* Given exercise:
Pick out each line in the entries below that contains the word "yellow", and copy those lines.

* Data lines:
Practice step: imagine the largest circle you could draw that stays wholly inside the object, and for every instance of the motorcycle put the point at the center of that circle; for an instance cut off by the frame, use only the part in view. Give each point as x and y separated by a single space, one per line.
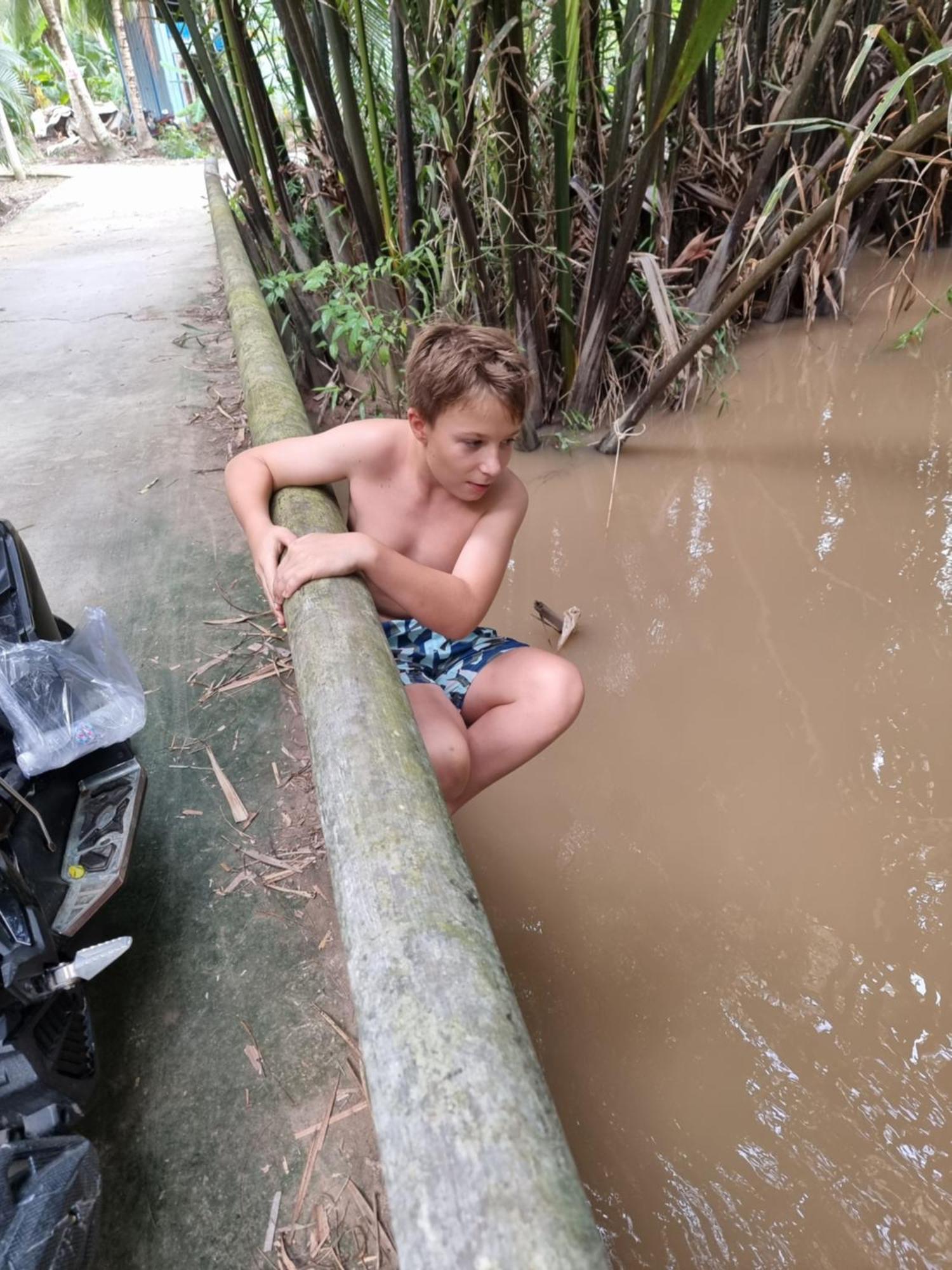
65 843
* * *
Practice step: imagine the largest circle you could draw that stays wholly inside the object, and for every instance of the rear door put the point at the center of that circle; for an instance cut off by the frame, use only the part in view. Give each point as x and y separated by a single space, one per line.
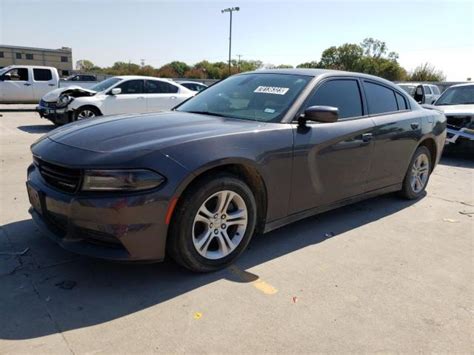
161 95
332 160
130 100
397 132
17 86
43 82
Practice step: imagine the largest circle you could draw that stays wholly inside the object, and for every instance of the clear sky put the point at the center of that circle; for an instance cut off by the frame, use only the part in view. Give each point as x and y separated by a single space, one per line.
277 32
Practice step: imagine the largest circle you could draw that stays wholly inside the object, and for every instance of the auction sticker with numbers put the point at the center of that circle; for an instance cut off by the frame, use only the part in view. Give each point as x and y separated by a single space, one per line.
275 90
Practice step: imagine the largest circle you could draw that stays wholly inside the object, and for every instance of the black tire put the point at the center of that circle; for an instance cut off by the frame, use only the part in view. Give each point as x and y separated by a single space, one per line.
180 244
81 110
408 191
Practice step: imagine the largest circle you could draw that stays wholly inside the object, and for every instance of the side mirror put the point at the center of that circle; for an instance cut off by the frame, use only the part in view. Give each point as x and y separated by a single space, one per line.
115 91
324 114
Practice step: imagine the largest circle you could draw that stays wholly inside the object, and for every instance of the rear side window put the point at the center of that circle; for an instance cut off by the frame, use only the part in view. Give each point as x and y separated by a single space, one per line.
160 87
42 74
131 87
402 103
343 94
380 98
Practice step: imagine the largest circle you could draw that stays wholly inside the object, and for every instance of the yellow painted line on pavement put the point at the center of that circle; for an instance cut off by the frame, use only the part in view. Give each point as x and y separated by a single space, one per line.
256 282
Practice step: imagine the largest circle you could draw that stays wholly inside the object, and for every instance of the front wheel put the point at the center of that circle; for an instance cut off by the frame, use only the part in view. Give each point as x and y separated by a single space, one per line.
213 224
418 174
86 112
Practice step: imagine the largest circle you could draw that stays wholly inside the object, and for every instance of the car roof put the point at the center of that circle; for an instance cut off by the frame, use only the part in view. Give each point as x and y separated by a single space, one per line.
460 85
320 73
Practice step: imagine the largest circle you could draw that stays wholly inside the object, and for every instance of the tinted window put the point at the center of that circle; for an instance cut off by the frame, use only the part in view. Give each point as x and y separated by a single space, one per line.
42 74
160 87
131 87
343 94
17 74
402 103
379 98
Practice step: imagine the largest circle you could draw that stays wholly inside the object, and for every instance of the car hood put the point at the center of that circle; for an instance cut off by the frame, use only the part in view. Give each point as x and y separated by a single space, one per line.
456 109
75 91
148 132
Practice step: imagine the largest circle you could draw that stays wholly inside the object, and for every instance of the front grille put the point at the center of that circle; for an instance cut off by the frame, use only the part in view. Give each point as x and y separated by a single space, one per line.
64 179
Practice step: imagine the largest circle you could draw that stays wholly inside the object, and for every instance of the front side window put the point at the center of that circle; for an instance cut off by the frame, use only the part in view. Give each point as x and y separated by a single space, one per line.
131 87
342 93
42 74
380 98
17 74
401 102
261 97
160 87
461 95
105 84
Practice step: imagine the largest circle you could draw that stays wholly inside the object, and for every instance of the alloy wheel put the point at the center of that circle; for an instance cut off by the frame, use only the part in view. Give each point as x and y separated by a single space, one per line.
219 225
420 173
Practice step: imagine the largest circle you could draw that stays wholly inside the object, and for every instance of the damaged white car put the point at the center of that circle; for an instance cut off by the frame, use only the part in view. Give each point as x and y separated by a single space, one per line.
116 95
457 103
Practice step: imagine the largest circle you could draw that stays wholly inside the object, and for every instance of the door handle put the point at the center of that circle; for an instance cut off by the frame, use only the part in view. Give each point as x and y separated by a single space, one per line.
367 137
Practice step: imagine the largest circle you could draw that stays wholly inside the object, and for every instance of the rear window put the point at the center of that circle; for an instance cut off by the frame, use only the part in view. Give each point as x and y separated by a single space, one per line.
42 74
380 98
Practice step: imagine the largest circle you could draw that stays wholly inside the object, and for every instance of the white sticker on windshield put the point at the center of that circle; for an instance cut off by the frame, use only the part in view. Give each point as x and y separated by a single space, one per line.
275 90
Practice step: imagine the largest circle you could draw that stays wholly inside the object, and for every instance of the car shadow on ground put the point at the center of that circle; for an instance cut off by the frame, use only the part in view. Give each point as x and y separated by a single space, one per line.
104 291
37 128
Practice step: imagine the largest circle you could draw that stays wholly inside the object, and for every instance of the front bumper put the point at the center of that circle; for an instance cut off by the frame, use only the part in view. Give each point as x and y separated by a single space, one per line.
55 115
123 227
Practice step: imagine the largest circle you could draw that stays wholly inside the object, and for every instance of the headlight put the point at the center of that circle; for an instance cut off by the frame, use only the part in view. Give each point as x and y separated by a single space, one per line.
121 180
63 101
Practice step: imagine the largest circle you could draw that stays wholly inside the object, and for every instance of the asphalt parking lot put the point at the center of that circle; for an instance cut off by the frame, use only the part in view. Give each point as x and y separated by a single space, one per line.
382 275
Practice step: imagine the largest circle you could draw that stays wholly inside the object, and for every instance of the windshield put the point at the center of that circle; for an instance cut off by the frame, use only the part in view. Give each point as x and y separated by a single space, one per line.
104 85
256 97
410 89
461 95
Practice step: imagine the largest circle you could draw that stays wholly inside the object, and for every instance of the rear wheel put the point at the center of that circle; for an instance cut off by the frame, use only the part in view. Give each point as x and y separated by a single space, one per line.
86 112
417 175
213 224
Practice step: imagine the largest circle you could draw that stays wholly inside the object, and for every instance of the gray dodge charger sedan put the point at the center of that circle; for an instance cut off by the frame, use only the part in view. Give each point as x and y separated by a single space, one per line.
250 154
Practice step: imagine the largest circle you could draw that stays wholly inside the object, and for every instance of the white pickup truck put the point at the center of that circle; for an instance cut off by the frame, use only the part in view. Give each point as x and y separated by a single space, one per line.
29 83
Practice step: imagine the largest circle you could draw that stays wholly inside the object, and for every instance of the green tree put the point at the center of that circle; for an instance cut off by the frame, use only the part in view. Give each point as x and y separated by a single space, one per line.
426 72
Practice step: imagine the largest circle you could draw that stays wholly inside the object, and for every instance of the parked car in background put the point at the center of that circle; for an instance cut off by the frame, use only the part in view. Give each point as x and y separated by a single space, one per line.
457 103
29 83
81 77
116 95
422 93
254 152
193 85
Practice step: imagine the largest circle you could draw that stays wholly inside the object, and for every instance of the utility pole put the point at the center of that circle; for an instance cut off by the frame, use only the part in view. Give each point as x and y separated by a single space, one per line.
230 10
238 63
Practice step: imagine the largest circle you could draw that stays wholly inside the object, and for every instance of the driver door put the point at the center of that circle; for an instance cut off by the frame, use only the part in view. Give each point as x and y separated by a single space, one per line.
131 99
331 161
* * *
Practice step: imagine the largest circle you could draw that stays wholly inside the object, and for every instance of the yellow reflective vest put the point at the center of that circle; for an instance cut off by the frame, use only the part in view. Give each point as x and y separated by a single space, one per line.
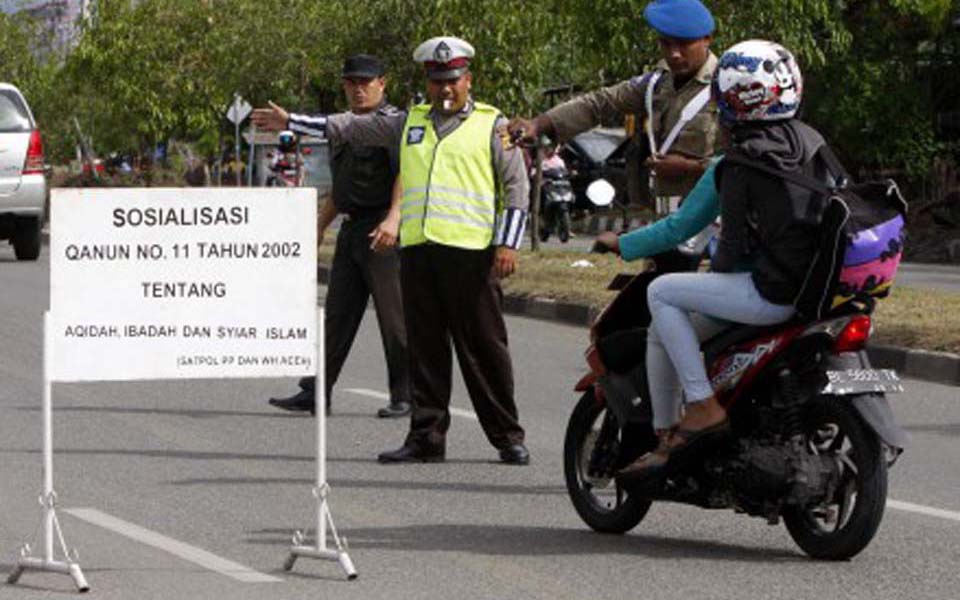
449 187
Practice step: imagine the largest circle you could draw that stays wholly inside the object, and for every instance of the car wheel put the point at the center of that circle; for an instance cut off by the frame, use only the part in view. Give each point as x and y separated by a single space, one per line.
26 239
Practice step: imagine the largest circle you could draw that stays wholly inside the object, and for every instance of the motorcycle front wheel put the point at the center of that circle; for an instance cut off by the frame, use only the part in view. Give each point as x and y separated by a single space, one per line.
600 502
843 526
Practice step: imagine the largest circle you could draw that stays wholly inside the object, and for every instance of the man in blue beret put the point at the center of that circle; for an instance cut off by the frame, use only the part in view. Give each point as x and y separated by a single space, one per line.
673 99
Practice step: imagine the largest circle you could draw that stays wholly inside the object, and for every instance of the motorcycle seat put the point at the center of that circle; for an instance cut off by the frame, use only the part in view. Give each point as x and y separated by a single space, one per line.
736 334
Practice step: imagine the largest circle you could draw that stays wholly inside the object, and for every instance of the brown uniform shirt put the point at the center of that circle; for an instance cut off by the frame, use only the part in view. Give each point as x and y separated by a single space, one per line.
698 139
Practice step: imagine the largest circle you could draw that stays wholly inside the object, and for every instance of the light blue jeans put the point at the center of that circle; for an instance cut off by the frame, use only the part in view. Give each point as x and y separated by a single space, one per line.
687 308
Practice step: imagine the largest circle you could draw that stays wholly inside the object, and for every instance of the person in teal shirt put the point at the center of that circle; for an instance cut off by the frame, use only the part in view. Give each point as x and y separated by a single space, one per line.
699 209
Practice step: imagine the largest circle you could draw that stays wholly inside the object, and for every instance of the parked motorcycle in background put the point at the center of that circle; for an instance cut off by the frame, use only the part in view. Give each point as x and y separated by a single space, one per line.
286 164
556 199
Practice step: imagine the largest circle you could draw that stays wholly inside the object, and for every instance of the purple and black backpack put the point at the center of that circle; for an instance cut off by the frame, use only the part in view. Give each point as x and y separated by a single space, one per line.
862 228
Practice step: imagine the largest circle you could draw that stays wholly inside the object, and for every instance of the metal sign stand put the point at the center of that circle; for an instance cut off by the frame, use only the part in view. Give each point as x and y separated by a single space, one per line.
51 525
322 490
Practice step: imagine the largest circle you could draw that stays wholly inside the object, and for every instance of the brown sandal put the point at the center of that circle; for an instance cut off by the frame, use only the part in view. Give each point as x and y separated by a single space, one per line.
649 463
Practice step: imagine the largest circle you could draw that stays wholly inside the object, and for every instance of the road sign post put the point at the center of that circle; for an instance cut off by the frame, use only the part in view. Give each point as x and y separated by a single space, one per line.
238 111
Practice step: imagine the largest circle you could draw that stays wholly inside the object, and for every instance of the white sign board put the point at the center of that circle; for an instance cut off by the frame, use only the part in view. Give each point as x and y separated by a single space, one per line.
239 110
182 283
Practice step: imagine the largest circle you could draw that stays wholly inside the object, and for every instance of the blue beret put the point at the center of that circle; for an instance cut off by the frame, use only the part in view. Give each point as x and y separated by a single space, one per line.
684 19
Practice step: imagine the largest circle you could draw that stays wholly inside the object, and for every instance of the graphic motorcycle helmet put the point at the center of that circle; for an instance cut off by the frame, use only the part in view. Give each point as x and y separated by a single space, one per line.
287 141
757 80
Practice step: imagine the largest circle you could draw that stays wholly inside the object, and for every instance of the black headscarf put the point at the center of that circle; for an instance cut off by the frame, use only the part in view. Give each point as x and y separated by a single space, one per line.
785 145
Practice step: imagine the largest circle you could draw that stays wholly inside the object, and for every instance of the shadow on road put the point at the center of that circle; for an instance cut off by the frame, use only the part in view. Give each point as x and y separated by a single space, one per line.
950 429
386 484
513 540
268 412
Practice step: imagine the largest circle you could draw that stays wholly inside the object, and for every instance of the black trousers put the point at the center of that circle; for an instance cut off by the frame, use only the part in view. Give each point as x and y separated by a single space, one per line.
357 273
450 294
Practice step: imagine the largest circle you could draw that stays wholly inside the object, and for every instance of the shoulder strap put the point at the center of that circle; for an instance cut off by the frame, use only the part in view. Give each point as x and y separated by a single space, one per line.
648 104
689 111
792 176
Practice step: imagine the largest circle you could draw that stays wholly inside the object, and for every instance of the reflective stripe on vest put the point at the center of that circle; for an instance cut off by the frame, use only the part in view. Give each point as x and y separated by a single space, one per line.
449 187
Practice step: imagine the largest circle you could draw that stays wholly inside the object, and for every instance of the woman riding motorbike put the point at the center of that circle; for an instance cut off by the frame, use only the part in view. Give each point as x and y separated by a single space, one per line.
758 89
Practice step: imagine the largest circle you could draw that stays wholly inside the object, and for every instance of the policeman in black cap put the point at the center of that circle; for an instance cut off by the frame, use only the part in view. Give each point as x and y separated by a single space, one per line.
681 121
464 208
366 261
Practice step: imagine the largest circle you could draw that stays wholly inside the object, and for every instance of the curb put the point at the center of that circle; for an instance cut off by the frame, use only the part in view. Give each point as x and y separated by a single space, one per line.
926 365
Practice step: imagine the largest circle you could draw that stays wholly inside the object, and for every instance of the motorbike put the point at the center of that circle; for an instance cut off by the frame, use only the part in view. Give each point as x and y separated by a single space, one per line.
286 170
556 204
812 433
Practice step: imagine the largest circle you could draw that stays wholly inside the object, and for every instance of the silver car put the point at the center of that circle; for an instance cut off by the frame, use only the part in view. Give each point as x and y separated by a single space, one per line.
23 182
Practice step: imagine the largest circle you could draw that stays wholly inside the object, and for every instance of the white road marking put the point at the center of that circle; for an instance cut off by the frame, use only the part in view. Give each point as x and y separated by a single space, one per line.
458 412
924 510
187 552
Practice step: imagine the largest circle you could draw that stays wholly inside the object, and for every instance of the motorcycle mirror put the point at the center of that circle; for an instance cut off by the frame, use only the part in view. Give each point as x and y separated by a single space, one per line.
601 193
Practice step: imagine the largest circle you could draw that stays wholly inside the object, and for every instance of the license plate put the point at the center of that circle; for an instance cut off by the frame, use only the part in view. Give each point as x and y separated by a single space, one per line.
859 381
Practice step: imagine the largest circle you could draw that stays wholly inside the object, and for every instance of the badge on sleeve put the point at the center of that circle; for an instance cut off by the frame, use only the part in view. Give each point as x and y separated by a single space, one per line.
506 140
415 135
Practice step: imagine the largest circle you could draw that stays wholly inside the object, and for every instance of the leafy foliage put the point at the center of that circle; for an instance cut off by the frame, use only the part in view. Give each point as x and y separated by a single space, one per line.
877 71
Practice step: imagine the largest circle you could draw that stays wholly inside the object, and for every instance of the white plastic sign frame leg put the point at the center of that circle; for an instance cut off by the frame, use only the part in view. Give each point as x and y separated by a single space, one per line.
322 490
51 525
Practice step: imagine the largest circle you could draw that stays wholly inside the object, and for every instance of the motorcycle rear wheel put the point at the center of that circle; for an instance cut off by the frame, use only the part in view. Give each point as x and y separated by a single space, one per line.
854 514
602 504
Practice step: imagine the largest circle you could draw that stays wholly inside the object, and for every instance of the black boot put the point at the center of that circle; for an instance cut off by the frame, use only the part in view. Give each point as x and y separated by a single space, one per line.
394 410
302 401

* Output of the exercise:
Practice step: imagine the largest circle you could draw that stays wholly inside the object, and for every instance of the yellow painted line on pavement put the point at the center of that circle; for an instance cut off by the frame, use only the part in view. Give each point as x and y separated by a single space, one per line.
Practice step: imagine the largest circle you could draw that stays wholly inside the object, and for every instance of the yellow reflective vest put the point at the center of that circle; for an instance cut off by the frame, use only the part in view. Give each point as x and y separated by a single space, one per line.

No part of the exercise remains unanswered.